TASK DESCRIPTION
Starting at the line that contains "Each instance of the snow-covered church", return each line exactly as written until the listing below ends, and return no other line.
********
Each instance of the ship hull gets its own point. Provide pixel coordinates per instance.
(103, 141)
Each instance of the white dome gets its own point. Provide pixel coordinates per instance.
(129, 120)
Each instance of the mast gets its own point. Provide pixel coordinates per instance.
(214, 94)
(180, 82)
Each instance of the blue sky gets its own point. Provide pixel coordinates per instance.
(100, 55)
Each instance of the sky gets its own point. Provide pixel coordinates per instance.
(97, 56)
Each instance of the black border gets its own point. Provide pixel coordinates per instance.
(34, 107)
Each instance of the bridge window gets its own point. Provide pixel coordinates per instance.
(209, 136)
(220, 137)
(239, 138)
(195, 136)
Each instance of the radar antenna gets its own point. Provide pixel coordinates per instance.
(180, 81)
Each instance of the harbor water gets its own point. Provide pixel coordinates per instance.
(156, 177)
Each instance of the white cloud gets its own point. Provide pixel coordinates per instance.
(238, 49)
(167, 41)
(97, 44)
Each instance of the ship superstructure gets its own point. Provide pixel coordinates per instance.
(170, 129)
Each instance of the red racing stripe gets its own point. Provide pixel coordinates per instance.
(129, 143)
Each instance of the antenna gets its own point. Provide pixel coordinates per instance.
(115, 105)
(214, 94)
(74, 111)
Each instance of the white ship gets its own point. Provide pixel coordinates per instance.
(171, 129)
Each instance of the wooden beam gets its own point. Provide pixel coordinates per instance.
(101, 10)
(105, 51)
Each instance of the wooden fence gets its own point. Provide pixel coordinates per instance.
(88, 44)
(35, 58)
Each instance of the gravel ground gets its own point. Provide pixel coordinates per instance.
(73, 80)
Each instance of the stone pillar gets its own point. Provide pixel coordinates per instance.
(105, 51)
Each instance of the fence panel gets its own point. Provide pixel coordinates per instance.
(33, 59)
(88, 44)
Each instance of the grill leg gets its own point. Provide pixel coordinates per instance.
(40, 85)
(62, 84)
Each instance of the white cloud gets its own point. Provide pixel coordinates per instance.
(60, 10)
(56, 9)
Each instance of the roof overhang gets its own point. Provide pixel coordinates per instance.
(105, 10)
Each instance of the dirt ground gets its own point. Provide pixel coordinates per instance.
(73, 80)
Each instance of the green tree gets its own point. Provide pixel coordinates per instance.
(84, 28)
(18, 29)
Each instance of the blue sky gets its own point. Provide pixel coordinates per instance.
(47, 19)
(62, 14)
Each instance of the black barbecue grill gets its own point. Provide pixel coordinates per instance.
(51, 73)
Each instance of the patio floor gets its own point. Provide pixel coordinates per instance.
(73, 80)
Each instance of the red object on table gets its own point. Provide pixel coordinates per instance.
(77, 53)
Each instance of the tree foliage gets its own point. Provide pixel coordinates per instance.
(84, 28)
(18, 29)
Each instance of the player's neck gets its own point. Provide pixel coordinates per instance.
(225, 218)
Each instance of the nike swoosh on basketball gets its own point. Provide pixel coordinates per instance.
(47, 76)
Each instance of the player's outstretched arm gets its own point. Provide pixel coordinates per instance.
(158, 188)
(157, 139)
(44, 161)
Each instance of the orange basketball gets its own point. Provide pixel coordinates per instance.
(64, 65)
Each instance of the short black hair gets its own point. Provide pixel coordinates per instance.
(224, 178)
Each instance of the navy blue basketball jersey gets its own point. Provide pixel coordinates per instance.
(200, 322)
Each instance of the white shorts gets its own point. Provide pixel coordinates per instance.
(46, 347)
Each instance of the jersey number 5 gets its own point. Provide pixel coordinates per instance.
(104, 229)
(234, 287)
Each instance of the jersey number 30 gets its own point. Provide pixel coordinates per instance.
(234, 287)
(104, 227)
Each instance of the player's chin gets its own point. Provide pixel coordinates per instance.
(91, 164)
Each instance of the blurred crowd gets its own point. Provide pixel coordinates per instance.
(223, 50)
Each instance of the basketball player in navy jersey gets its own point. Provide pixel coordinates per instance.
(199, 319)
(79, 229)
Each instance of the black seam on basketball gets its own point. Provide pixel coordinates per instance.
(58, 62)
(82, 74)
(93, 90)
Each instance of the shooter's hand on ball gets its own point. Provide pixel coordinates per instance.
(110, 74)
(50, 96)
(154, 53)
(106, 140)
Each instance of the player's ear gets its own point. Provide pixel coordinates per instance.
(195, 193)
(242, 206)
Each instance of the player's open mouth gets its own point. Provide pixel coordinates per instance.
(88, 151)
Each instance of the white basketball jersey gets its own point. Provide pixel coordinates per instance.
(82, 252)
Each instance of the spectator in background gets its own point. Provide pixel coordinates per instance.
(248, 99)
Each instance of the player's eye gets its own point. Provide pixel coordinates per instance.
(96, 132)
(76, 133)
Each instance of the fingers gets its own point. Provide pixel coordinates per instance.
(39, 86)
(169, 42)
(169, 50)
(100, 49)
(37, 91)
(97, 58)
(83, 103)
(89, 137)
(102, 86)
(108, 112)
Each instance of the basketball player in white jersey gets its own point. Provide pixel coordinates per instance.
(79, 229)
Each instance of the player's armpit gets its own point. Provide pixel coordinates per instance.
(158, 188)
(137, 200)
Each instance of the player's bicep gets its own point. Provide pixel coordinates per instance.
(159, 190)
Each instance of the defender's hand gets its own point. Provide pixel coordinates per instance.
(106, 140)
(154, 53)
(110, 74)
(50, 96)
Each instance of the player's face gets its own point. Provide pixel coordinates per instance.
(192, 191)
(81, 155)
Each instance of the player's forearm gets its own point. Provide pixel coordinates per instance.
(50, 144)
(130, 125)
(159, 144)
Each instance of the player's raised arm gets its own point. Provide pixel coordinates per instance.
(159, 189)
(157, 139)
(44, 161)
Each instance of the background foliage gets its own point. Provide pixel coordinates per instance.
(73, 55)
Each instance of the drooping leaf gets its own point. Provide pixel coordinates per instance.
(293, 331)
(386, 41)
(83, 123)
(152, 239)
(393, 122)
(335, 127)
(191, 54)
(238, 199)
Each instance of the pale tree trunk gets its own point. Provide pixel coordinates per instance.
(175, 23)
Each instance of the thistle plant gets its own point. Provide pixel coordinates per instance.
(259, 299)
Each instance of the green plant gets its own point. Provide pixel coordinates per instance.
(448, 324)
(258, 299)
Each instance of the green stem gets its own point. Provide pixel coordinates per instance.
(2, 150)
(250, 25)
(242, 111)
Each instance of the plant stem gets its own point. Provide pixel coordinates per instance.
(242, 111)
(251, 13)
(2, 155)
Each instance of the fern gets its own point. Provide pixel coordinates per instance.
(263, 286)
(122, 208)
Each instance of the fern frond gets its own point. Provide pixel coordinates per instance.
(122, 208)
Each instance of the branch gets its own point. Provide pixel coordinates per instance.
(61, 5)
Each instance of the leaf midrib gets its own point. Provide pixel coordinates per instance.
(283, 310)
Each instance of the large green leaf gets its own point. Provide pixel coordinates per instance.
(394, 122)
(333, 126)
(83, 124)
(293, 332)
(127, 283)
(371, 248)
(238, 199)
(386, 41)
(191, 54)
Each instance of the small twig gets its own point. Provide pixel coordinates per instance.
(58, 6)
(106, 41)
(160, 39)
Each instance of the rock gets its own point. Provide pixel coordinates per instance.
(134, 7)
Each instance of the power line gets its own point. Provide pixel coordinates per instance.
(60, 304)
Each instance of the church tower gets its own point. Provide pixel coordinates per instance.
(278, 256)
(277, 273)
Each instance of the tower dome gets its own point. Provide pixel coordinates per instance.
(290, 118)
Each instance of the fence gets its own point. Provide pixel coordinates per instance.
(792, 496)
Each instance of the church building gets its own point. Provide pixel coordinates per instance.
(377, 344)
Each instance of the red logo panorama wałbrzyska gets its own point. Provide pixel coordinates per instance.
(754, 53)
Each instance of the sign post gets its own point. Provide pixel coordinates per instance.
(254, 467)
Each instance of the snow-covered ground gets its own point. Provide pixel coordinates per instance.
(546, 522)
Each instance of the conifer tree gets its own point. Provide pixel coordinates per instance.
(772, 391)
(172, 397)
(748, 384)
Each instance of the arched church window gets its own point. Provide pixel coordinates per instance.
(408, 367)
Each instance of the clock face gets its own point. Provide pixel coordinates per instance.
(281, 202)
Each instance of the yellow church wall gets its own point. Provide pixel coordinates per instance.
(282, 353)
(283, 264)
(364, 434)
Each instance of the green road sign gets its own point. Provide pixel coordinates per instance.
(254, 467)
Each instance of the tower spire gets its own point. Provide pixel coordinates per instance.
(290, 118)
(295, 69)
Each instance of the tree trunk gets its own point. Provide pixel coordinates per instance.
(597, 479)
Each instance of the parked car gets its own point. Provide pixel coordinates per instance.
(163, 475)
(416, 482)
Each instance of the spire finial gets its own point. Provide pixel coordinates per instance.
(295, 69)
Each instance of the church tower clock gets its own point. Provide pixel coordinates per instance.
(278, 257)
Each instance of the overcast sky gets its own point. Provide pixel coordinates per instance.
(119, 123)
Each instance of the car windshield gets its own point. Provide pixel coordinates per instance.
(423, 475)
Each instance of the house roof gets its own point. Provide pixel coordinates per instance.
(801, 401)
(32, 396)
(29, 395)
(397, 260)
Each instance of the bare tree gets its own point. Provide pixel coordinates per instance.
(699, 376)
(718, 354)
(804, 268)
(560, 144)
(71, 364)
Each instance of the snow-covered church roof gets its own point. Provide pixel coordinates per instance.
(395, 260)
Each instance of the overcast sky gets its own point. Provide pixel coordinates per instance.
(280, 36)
********
TASK SOLUTION
Each instance of the snow-covered church roof gets its own point. Provide pixel coordinates per instance.
(395, 260)
Each instance of the overcast sky gets its own point. Provide pixel coordinates per instance.
(280, 36)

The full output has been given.